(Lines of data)

## BEGIN

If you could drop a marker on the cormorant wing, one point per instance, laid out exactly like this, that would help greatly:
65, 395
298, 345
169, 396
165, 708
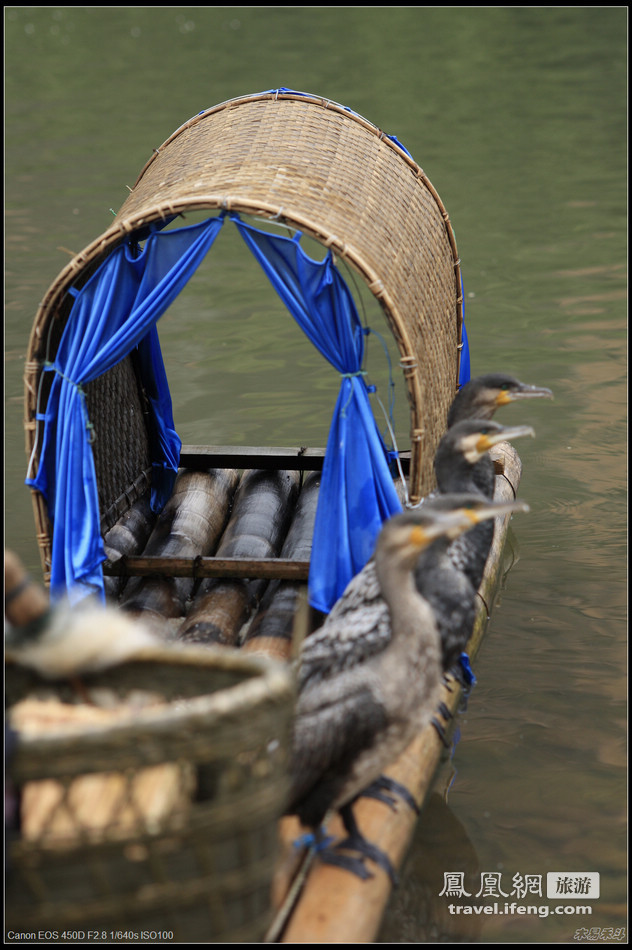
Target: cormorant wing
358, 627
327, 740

## END
## BEGIN

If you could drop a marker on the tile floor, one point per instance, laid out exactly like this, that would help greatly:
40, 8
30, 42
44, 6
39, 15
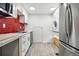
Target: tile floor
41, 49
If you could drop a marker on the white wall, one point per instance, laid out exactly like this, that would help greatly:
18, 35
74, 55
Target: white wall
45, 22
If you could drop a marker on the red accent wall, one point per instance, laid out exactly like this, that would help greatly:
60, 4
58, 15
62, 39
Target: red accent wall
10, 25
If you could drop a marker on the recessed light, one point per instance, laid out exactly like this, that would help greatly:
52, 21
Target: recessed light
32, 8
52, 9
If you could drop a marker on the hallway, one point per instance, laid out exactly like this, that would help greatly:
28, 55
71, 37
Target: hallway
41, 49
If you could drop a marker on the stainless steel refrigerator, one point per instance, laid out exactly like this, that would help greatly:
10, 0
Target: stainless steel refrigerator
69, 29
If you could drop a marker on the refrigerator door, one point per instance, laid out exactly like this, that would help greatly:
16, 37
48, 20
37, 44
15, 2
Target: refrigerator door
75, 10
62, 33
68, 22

## END

#### GIVEN EXERCISE:
Find each line in the entries above that contains the word "refrigerator" and copy those lines out in full.

#### RESULT BELOW:
If you could drop a marker on the stainless steel refrigerator, one point per instance, laid out exactly like this, that would help greatly:
Target: stainless steel refrigerator
If you could drop a marker on the refrigerator door, one point per instance, laid out exactly like this, that would help greatly:
Target: refrigerator door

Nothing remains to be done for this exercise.